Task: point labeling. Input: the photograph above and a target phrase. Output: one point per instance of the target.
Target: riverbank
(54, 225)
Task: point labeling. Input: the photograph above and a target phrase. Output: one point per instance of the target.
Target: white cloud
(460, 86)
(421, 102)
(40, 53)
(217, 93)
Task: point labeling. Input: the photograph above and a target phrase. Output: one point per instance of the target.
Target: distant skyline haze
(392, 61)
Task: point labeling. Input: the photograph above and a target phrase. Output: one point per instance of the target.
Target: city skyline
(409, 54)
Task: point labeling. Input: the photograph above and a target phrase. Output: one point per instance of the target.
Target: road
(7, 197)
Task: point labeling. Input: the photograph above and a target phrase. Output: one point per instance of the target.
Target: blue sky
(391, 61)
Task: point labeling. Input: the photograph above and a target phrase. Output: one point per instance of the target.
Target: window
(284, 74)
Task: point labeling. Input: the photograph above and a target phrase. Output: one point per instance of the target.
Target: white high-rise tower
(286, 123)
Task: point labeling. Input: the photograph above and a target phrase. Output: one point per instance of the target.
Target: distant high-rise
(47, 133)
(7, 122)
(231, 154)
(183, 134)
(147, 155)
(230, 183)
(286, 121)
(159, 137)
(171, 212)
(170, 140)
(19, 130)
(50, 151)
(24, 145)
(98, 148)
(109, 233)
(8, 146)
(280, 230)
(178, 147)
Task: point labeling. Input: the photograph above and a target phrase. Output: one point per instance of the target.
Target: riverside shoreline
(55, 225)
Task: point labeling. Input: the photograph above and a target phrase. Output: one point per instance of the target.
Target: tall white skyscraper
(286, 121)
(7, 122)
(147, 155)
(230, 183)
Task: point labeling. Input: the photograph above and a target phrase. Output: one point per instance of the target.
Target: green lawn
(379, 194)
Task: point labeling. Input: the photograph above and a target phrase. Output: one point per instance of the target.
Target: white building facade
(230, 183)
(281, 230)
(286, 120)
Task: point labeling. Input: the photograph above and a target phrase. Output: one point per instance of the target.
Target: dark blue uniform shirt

--

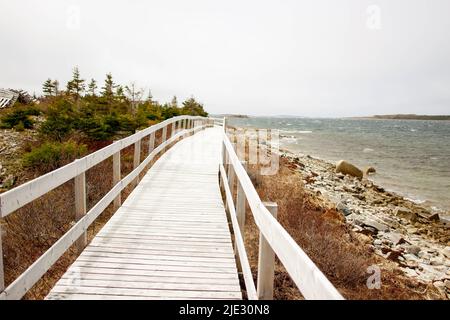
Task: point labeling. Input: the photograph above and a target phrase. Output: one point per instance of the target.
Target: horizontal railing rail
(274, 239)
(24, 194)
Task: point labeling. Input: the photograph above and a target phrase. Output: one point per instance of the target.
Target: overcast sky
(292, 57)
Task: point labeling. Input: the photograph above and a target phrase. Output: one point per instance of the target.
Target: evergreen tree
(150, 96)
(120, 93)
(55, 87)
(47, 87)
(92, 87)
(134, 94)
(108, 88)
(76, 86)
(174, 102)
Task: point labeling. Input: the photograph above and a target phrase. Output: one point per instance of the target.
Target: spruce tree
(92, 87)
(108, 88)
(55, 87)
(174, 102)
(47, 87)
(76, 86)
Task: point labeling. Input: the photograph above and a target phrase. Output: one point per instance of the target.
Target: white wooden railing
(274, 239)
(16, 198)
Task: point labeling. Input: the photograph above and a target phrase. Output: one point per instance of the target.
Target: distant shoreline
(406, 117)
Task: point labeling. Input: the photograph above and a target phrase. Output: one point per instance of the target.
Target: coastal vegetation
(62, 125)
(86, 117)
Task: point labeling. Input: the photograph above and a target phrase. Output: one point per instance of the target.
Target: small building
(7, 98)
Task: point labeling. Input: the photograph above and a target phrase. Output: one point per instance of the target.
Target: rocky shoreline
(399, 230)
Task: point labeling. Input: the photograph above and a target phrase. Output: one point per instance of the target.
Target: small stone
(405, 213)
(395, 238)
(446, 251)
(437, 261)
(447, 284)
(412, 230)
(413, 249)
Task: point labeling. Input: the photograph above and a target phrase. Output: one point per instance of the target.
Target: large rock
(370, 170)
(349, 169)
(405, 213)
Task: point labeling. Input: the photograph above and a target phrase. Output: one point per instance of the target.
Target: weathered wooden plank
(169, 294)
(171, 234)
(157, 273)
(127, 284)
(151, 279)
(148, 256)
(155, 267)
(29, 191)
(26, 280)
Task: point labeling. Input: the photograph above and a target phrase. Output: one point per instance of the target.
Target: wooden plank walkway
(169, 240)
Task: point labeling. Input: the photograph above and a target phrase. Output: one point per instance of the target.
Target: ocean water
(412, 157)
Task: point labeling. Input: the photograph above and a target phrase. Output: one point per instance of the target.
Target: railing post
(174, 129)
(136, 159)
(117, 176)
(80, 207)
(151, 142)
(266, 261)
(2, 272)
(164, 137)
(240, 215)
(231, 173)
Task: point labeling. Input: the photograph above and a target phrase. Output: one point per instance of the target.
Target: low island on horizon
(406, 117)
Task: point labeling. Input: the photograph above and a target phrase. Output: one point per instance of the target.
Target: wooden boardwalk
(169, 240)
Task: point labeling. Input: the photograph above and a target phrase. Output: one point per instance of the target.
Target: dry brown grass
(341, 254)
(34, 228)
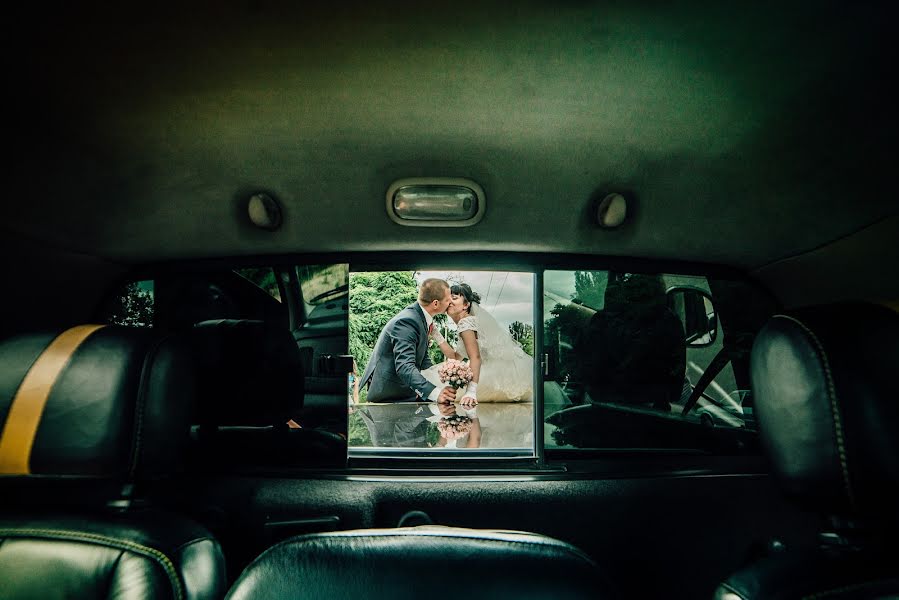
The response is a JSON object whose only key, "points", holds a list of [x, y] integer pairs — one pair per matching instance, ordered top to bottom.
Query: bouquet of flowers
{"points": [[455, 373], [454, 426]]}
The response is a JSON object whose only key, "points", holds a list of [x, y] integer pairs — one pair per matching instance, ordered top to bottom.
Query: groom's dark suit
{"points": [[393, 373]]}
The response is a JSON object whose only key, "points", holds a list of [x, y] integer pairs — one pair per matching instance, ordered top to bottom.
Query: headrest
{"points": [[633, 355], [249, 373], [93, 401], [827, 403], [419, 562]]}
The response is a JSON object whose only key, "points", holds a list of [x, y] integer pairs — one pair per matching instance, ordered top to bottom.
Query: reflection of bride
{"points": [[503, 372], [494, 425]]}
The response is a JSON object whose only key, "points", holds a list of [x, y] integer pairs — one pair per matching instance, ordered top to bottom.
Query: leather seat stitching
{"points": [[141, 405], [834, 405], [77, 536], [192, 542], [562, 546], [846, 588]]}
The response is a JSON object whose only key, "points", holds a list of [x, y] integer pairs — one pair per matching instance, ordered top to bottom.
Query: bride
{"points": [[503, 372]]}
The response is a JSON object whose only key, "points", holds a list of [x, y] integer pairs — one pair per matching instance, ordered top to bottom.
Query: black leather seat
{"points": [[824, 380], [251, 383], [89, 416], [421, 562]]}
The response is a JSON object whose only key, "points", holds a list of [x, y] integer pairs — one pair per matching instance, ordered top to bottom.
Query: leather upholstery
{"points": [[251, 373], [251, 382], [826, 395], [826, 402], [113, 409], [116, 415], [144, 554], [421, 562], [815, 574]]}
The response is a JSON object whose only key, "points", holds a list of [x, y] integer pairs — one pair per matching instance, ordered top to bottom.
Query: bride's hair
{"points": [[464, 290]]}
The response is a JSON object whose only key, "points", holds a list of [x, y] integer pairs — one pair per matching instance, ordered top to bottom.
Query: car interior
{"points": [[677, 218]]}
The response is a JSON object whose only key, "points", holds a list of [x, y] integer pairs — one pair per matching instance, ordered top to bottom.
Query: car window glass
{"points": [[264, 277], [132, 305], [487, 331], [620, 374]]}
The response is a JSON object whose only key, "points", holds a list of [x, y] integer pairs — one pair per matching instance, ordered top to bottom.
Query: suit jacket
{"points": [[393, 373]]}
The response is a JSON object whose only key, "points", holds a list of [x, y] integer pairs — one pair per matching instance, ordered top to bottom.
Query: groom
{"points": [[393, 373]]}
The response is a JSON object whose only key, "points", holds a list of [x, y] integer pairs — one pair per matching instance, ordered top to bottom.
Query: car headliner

# YOUR INSTRUCTIONS
Give an exact copy of the lines above from the line with "Target: green lawn" up to and including the line with "Target: dark blue uniform shirt", and leave everything else out.

# RESULT
Target: green lawn
(379, 194)
Task: point labeling. Input: the photograph above and a target phrase. Output: one point per instance of the target.
Target: white building facade
(230, 183)
(281, 230)
(286, 120)
Task: point labeling. Input: the photograph above and a target phrase. Output: one point per instance of the target.
Target: dark blue uniform shirt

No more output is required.